== Written request A ==
Answer these questions from the forum thread below:
(i) How many kernels does the asker report having on their system?
(ii) What AbsoluteTiming value is shown for the plain Table version?
(iii) Which utility does the accepted answer recommend, and what is it included in?

BEGIN Source extract

How to monitor the communication between parallel kernels

Question

Recently I increased the problem size in my code, and it scales up very badly using ParallelTable. With a lot of help from the this community, it seems that the problem maybe caused by the communication of large data between the kernels. So is there a way to monitor the communication between these kernels? For example, to see how much data is copied from one kernel to another.

Edit

As requested, here is a example demonstrate the problem:

Clear["`*"]
LaunchKernels[];

I have 16 kernels on my system

$KernelCount
(* ==> 16 *)

define some matrix

m = 30000; n = 640;
a = RandomComplex[{0., 1. + I}, {n, m}];
b = RandomComplex[{0., 1. + I}, {n, m}];

define some function which does some simple algebraic calculation, the detailed can be ignored.

SelectbyWRange[A_, {WMin_, WMax_}, {TakeWMin_, TakeWMax_}] :=
  Module[{lthA, nMax, nMin}, lthA = Length[A];
  nMin = Round[-((-WMax + lthA WMin)/(WMax - WMin)) - ((1 - 
          lthA) TakeWMin)/(WMax - WMin)];
  nMax = Round[-((-WMax + lthA WMin)/(WMax - WMin)) - ((1 - 
          lthA) TakeWMax)/(WMax - WMin)];
  Transpose[{Table[
     TakeWMin + n*(TakeWMax - TakeWMin)/(nMax - nMin), {n, 0, 
      nMax - nMin}], Take[A, {nMin, nMax}]}]]
g[{x_, y_}] := 
 SelectbyWRange[-Im[x*Conjugate[y]], {-834., 834.}, {19.5, 20.5}]

Timing Table, ParallelTable, Map, ParallelMap:

Table[g[{a[[n]], b[[n]]}], {n, 1, Length[a]}]; // AbsoluteTiming
(* ==> {0.390135, Null} *)

ParallelTable[g[{a[[n]], b[[n]]}], {n, 1, Length[a]}]; // AbsoluteTiming  
(* ==> {14.352067, Null} *)

Map[g, Transpose[{a, b}]]; // AbsoluteTiming
(* ==> {1.010789, Null} *)

ParallelMap[g, Transpose[{a, b}]]; // AbsoluteTiming 
(* ==> {8.101203, Null} *)

ParallelTable[
   g[{RandomComplex[{0., 1. + I}, {m}], 
     RandomComplex[{0., 1. + I}, {m}]}], {n}]; // AbsoluteTiming  
(* ==> {0.128660, Null} *)

We can see that ParallelTable[g[{a[[n]], b[[n]]}], {n, 1, Length[a]}] is worst in timing, this maybe because whole a and b have to be copied to each subKernel and thus took long time. Also in the last ParallelTable, there is no data copying from master kernel to subKernels and it has the best performance. As why Table is so fast and ParallelMap is so slow I have no clue. I thought monitor the communication between the kernels maybe helpful in understanding their behaviors.

If the kernels are running on different machines, something like http://www.wireshark.org/ might be helpful. If the data is not encrypted, you can even see the content of the packets. Otherwise, you would be able to monitor the size/number of the packets. — Helium, Sep 04 '13 at 04:46
If you want to monitor the communication between kernels running on the same machine and you are using Windows, this link might be useful http://stackoverflow.com/questions/8496388/sniff-inter-process-communication — Helium, Sep 04 '13 at 04:57
It seems to me that the specific question about monitoring may not help you with the real problem. While on can force communication between remote kernels, typically parallel kernels principally communicate only with the master kernel. If you can post a simple diagram of the structure of the calculations. Maybe we can help you rethink where to stage data for parallel kernel use. — Jagra, Sep 04 '13 at 13:11

score 8 · Accepted Answer · answered Sep 04 '13 at 20:57

You can use LinkSnooper to monitor this communication. LinkSnooper is a utility Java program that is included in J/Link. You insert it between two MathLink programs and it transparently shuttles data back and forth between them, printing out the flow in both directions. The programs at each end think they have a MathLink directly to each other, but instead they each have a link to LinkSnooper.

END Source extract
BEGIN Records to use

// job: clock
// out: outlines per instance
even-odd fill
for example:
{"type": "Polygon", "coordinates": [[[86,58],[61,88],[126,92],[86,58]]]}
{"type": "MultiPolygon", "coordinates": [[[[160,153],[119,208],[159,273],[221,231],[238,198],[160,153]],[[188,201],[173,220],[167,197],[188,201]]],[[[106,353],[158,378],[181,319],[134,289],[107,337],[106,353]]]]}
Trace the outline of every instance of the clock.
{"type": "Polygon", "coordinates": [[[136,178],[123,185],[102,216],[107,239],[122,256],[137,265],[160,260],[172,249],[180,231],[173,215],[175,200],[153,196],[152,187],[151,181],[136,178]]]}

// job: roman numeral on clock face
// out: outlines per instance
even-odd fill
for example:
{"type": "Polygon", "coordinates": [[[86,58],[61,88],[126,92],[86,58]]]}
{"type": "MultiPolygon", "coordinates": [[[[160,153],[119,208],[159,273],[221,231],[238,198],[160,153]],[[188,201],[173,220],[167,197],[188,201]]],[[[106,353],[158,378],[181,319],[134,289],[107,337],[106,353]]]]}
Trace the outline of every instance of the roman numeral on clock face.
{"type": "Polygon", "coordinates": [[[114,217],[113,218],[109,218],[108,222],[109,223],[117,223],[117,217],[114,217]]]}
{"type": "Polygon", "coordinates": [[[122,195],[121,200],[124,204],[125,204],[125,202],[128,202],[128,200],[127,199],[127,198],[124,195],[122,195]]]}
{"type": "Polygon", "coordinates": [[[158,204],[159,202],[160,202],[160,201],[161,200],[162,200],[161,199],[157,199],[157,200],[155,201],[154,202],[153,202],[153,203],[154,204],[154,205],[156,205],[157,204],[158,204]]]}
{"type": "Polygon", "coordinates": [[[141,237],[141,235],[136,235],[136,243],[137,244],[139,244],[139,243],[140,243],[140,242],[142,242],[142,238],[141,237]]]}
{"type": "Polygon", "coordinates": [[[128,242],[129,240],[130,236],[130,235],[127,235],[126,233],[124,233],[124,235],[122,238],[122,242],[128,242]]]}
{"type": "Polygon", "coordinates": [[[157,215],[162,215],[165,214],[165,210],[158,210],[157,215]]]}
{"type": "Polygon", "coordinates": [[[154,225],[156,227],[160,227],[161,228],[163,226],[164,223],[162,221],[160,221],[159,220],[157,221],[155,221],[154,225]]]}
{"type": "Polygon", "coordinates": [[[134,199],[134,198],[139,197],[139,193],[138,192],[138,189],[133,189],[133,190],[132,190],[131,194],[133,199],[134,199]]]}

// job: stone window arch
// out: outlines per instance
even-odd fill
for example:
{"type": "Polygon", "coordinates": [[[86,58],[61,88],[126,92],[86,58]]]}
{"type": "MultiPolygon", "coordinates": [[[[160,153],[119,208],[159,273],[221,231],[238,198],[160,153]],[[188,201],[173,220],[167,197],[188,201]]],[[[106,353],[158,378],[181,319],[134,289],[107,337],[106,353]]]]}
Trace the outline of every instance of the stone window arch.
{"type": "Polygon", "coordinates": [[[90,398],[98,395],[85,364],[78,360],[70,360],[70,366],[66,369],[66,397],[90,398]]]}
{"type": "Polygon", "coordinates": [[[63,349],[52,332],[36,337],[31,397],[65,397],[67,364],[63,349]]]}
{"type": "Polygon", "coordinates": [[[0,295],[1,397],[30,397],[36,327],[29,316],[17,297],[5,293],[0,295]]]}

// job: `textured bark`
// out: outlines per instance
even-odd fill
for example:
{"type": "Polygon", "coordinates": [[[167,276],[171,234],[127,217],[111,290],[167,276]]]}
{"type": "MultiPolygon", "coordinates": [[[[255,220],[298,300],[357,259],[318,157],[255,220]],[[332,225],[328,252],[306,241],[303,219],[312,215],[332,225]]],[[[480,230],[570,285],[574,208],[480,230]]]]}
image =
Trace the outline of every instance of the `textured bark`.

END Records to use

== Written request B ==
Return every line of the rows that contains the string "arch". Case counts.

== Full answer A ==
(i) 16.
(ii) 0.390135.
(iii) LinkSnooper, a utility Java program included in J/Link.

== Full answer B ==
// job: stone window arch
Trace the outline of every instance of the stone window arch.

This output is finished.